> Exercise prompt:
Print the lines of the data, starting with the first, up to and including the line where "bush | bbox" appears.

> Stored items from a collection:

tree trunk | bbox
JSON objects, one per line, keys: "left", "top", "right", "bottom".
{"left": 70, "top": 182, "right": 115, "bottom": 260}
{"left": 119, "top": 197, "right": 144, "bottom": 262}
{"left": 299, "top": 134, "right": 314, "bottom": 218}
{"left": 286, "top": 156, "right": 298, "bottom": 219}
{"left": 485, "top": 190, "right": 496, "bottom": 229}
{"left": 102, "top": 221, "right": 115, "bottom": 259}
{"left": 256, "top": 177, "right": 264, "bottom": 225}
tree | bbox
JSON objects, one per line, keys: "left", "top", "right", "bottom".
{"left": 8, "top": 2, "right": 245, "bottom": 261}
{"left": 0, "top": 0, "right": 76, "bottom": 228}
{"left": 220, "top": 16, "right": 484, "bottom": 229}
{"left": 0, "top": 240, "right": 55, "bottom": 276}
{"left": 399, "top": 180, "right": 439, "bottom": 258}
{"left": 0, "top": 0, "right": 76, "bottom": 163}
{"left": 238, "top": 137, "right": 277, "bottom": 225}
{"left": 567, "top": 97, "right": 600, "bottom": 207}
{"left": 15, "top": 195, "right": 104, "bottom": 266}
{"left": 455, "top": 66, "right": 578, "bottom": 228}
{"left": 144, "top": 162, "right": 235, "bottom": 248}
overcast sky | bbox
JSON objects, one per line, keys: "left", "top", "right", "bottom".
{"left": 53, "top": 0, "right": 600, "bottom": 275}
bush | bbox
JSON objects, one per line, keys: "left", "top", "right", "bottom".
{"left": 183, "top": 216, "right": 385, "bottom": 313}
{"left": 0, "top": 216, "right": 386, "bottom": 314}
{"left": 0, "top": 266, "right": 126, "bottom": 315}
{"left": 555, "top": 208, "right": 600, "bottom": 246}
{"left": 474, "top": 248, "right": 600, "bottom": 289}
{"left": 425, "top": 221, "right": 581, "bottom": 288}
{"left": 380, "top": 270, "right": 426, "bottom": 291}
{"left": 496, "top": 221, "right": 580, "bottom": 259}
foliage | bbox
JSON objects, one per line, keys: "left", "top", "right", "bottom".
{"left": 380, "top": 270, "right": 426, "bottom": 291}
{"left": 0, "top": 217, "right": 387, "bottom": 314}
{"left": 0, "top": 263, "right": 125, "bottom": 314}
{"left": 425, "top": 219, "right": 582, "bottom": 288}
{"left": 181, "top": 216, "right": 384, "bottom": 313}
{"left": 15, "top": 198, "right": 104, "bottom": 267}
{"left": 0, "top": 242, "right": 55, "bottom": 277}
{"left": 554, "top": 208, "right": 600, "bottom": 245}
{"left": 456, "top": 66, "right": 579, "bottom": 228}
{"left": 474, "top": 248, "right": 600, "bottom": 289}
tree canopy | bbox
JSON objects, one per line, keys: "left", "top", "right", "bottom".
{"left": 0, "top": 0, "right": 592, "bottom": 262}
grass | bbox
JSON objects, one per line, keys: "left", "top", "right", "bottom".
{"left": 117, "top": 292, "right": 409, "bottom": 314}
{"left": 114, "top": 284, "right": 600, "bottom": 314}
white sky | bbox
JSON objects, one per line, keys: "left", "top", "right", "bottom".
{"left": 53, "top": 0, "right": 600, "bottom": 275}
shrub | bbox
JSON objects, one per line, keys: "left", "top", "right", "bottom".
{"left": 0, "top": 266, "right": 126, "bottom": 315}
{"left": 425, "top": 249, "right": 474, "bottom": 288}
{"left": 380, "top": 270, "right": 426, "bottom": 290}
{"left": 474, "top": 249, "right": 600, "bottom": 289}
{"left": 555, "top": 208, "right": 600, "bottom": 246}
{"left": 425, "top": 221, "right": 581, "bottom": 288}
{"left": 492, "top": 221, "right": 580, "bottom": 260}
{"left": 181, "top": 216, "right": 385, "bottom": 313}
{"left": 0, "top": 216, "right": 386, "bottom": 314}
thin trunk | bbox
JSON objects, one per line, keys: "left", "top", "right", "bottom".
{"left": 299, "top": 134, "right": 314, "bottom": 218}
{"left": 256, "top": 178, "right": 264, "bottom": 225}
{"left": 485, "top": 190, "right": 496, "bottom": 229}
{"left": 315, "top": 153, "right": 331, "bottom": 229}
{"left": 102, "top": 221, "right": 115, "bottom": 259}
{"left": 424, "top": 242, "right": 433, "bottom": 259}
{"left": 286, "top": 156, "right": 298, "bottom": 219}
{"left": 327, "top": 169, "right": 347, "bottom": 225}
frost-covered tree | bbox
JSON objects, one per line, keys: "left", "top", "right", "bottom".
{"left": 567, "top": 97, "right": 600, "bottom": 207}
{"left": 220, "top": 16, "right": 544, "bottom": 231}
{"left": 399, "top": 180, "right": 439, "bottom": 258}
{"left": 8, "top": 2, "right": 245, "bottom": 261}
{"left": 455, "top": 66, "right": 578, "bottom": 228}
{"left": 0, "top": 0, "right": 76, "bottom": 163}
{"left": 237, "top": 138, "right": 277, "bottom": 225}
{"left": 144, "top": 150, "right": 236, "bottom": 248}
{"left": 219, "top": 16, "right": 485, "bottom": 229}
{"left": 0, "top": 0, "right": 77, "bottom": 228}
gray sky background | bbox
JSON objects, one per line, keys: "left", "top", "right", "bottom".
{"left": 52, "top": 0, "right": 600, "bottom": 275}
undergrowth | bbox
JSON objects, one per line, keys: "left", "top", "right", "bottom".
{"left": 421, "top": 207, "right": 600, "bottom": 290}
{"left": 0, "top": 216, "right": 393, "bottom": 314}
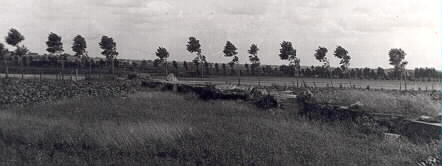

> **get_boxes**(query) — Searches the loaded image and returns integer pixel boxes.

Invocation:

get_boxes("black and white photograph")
[0,0,440,165]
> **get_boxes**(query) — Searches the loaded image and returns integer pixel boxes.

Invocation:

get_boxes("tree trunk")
[165,61,168,76]
[89,60,92,79]
[237,67,241,86]
[4,59,8,79]
[75,68,78,81]
[199,54,204,79]
[404,71,407,91]
[20,57,24,79]
[62,60,65,81]
[111,59,115,75]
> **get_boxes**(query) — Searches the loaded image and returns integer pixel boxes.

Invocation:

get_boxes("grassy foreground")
[312,89,441,117]
[0,90,439,166]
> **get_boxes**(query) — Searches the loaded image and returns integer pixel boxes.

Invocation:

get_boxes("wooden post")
[4,59,8,79]
[61,60,65,81]
[404,72,407,91]
[75,68,78,81]
[20,57,24,79]
[237,69,241,86]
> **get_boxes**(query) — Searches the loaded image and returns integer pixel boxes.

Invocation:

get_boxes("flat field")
[0,90,438,166]
[176,76,441,90]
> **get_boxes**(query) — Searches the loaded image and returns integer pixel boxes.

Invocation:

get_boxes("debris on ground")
[350,101,364,109]
[166,73,179,82]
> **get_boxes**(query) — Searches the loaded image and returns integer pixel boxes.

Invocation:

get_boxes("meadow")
[0,90,438,166]
[311,89,441,118]
[177,76,441,91]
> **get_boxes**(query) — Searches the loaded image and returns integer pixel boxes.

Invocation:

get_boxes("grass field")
[0,90,438,166]
[311,89,441,118]
[175,76,441,90]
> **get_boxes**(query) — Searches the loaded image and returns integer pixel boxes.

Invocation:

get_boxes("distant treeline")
[1,54,439,81]
[0,28,439,81]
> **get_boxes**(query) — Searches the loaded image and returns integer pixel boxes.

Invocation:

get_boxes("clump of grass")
[0,90,439,165]
[312,89,440,117]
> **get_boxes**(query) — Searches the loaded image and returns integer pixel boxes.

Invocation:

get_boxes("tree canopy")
[223,41,239,67]
[5,28,24,47]
[155,47,169,63]
[279,41,296,61]
[72,35,87,57]
[99,36,118,60]
[388,48,406,68]
[314,46,329,68]
[334,46,350,70]
[186,37,201,54]
[248,44,260,68]
[46,32,64,55]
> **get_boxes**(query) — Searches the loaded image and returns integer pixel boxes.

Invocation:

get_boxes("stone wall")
[0,78,138,107]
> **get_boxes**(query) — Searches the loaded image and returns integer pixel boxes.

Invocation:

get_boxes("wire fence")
[1,71,440,91]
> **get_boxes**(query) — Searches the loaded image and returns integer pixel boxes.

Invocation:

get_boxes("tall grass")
[0,91,438,165]
[312,89,440,117]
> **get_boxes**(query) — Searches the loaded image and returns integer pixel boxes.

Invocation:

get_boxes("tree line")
[0,28,439,81]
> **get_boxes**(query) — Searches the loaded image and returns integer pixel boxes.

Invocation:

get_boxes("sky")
[0,0,440,69]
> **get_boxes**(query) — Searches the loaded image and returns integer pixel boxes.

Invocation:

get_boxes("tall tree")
[223,41,238,74]
[72,35,87,58]
[334,46,351,76]
[388,48,408,90]
[72,35,88,77]
[172,60,178,73]
[376,67,386,80]
[314,46,330,78]
[187,37,205,77]
[46,32,65,80]
[248,44,260,75]
[183,61,188,71]
[388,48,407,79]
[46,33,64,55]
[99,36,118,74]
[314,46,329,68]
[279,41,299,76]
[155,47,169,75]
[5,28,26,79]
[0,43,8,78]
[214,63,219,73]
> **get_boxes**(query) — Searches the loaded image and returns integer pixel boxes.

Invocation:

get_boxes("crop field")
[172,76,441,91]
[0,90,439,166]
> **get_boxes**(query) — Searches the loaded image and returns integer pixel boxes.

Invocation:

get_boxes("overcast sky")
[0,0,440,69]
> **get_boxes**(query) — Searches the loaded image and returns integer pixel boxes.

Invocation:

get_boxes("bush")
[254,95,278,109]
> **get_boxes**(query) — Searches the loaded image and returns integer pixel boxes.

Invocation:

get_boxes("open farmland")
[0,90,439,166]
[170,76,441,91]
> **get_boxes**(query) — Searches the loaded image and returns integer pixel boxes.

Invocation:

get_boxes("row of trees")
[0,28,119,78]
[0,28,431,82]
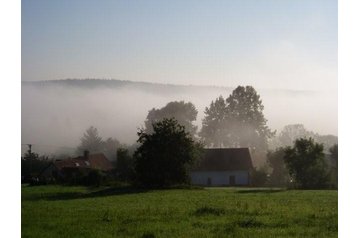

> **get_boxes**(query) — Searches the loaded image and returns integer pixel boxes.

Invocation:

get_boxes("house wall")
[190,170,249,186]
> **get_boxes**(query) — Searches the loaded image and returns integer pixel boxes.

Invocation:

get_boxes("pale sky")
[22,0,337,91]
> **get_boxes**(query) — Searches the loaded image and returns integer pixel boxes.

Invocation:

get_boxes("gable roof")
[192,148,253,171]
[53,158,90,170]
[53,153,114,171]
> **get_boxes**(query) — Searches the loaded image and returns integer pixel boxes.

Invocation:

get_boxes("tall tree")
[77,126,104,154]
[284,138,329,189]
[199,96,228,147]
[145,101,198,136]
[135,118,203,187]
[225,86,274,152]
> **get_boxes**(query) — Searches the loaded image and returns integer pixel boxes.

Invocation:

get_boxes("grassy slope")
[22,185,337,238]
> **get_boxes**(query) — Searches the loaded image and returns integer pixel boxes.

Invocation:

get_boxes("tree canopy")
[77,126,104,153]
[199,96,228,147]
[269,124,338,152]
[200,86,274,153]
[77,126,122,160]
[283,138,329,189]
[145,101,198,136]
[134,118,202,187]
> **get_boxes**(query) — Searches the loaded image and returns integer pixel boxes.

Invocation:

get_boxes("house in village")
[40,151,114,181]
[190,148,254,186]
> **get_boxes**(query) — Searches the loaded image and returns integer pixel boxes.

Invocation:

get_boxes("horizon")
[22,0,337,91]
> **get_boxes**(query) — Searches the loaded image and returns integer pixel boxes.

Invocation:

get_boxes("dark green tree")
[117,146,134,181]
[145,101,198,136]
[199,96,229,147]
[77,126,104,154]
[267,147,290,187]
[283,138,330,189]
[329,144,338,188]
[135,118,203,187]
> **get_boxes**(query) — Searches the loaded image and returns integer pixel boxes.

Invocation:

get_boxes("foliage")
[226,86,274,151]
[329,144,338,188]
[83,170,106,187]
[269,124,338,153]
[22,186,338,238]
[145,101,198,136]
[283,138,330,189]
[200,86,274,154]
[103,137,121,161]
[21,155,51,183]
[77,126,123,161]
[77,126,104,153]
[267,147,290,187]
[116,147,135,181]
[135,118,203,187]
[278,124,313,147]
[199,96,228,147]
[251,167,268,187]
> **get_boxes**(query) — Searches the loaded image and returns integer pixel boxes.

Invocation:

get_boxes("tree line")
[23,85,338,189]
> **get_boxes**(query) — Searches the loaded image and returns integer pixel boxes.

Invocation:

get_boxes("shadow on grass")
[24,186,149,201]
[236,189,285,194]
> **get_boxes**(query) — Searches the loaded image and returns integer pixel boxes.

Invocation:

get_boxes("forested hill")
[22,79,233,95]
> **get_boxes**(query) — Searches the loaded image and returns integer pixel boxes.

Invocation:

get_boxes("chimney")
[84,150,90,160]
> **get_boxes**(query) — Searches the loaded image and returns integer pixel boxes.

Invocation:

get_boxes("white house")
[190,148,253,186]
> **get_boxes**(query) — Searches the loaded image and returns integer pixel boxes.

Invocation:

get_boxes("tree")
[225,86,274,151]
[117,147,134,181]
[103,137,121,161]
[145,101,198,136]
[267,147,290,187]
[200,86,274,153]
[134,118,203,187]
[272,124,338,152]
[199,96,229,147]
[77,126,104,153]
[278,124,314,147]
[283,138,330,189]
[329,144,338,188]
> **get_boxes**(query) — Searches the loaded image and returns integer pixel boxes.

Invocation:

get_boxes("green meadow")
[22,185,337,238]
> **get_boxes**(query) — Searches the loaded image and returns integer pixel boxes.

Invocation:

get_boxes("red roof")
[54,153,114,171]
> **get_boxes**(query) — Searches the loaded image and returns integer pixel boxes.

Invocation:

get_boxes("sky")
[22,0,337,91]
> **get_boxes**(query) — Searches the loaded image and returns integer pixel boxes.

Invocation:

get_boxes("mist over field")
[21,80,337,156]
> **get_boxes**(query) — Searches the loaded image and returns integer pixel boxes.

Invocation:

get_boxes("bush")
[83,170,106,186]
[251,167,268,187]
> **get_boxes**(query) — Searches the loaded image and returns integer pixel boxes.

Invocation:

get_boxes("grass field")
[22,185,337,238]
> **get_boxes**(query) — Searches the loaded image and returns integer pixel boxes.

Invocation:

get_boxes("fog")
[21,81,337,156]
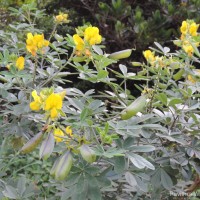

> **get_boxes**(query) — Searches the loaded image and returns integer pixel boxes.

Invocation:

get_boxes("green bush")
[0,3,200,200]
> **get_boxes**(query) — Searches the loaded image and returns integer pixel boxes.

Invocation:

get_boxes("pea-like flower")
[44,93,63,119]
[30,90,43,111]
[30,89,65,120]
[143,50,155,63]
[66,126,73,137]
[72,26,102,55]
[26,33,49,56]
[187,69,200,84]
[55,13,69,24]
[180,20,199,39]
[53,128,64,142]
[180,21,188,35]
[189,22,199,36]
[16,56,25,71]
[73,34,85,51]
[182,45,194,56]
[84,27,102,45]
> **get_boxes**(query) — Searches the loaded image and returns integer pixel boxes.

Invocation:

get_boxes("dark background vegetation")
[0,0,200,92]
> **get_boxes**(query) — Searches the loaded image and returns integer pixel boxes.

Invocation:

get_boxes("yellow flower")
[143,50,155,63]
[180,21,188,35]
[180,20,199,39]
[73,34,85,51]
[30,90,42,111]
[66,126,73,137]
[26,33,49,56]
[16,56,25,71]
[182,45,194,56]
[188,75,196,83]
[44,93,63,119]
[53,128,64,142]
[189,22,199,36]
[188,69,200,84]
[55,13,69,24]
[84,27,102,45]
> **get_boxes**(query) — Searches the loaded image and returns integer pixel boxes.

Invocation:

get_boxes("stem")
[32,56,38,87]
[39,51,75,87]
[124,78,127,103]
[48,24,58,41]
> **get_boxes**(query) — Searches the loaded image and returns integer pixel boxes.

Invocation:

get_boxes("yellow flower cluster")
[44,93,63,119]
[26,33,49,56]
[73,26,102,55]
[55,13,69,24]
[53,126,73,143]
[143,50,165,67]
[180,20,199,38]
[180,20,199,56]
[30,89,66,119]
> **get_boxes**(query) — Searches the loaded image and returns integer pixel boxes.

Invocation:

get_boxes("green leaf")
[60,186,75,200]
[128,153,155,170]
[102,148,125,158]
[97,70,108,79]
[168,98,183,107]
[68,98,84,110]
[161,169,173,190]
[92,45,103,55]
[119,64,127,75]
[80,108,89,121]
[151,169,161,189]
[114,156,126,174]
[155,93,167,105]
[2,185,18,199]
[86,174,102,200]
[123,137,135,149]
[125,172,137,187]
[128,145,155,152]
[17,176,26,197]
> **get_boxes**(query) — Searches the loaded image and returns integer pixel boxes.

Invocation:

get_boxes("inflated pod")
[79,144,96,163]
[120,95,147,120]
[173,69,184,81]
[50,157,60,177]
[20,132,43,154]
[108,49,132,60]
[54,151,73,181]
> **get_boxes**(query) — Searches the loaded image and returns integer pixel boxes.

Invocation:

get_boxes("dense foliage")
[0,2,200,200]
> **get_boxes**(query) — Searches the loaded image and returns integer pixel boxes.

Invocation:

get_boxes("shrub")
[0,3,200,200]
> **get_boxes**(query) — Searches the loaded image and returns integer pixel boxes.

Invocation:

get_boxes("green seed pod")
[79,144,96,163]
[39,132,55,160]
[54,34,64,42]
[20,132,43,154]
[50,157,60,177]
[55,151,73,181]
[131,62,142,67]
[108,49,132,60]
[121,95,147,120]
[157,83,167,89]
[173,69,184,81]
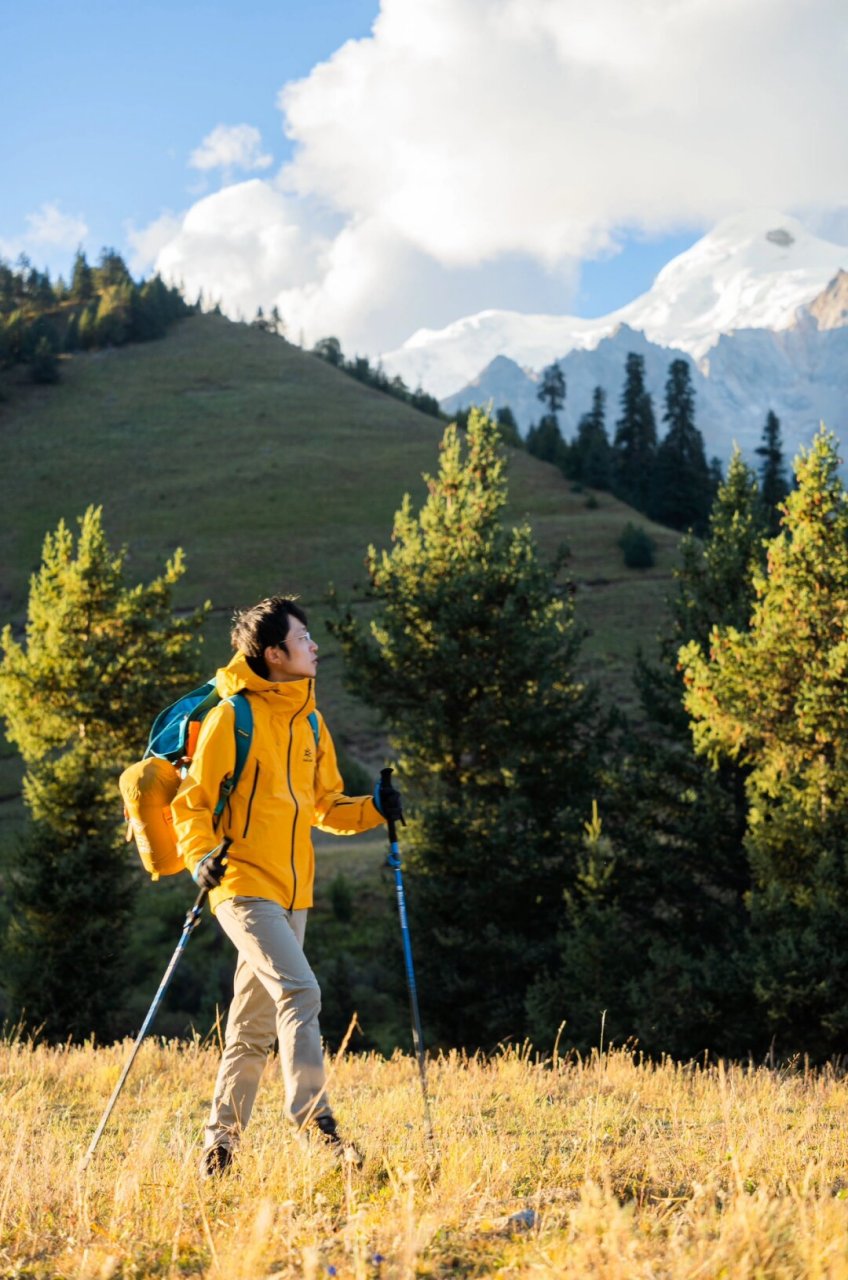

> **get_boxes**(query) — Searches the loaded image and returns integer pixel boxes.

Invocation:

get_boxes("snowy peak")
[380,211,848,400]
[653,210,825,282]
[389,307,610,401]
[803,269,848,330]
[627,211,848,354]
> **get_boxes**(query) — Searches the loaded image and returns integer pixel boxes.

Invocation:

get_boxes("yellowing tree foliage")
[677,428,848,1051]
[679,427,848,886]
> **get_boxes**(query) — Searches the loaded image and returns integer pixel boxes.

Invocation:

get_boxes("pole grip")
[211,835,232,877]
[380,766,399,844]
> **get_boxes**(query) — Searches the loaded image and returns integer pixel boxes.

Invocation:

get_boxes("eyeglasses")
[274,629,313,650]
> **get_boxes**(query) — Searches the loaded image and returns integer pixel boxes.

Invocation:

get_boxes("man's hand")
[375,770,404,824]
[193,841,230,889]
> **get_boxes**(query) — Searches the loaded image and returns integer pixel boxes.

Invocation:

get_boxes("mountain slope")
[806,269,848,329]
[0,314,679,789]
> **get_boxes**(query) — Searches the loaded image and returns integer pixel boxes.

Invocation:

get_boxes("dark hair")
[230,596,308,678]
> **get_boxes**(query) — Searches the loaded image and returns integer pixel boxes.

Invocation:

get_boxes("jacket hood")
[215,652,315,711]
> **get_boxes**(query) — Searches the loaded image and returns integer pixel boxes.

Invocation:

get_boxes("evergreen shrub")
[618,522,656,568]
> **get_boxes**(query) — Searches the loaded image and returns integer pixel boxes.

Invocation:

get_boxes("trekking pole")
[381,768,435,1148]
[80,841,229,1171]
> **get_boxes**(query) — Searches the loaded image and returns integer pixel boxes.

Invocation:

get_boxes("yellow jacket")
[171,653,383,913]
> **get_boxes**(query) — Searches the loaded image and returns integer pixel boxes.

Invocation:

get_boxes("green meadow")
[0,311,678,766]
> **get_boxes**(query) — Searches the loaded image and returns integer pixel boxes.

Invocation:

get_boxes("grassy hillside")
[0,314,679,799]
[3,1036,847,1278]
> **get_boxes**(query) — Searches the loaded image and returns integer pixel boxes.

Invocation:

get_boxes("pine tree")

> Written response:
tree trunk | bbox
JSON objects, one per line, keys: "left", "top", "right", "bottom".
{"left": 70, "top": 182, "right": 115, "bottom": 260}
{"left": 119, "top": 197, "right": 144, "bottom": 262}
{"left": 299, "top": 134, "right": 314, "bottom": 218}
{"left": 286, "top": 156, "right": 298, "bottom": 219}
{"left": 485, "top": 190, "right": 496, "bottom": 229}
{"left": 102, "top": 221, "right": 115, "bottom": 259}
{"left": 256, "top": 177, "right": 264, "bottom": 225}
tree | bbox
JSON objects, one per line, keys: "left", "top", "right", "bottom".
{"left": 8, "top": 2, "right": 245, "bottom": 261}
{"left": 0, "top": 0, "right": 76, "bottom": 228}
{"left": 220, "top": 16, "right": 484, "bottom": 229}
{"left": 0, "top": 240, "right": 55, "bottom": 276}
{"left": 399, "top": 180, "right": 439, "bottom": 258}
{"left": 0, "top": 0, "right": 76, "bottom": 163}
{"left": 238, "top": 137, "right": 277, "bottom": 225}
{"left": 567, "top": 97, "right": 600, "bottom": 207}
{"left": 15, "top": 195, "right": 104, "bottom": 266}
{"left": 455, "top": 66, "right": 578, "bottom": 228}
{"left": 144, "top": 162, "right": 235, "bottom": 248}
overcast sky | bbox
JSON objects, one per line, keys: "left", "top", "right", "bottom".
{"left": 53, "top": 0, "right": 600, "bottom": 275}
bush | bbox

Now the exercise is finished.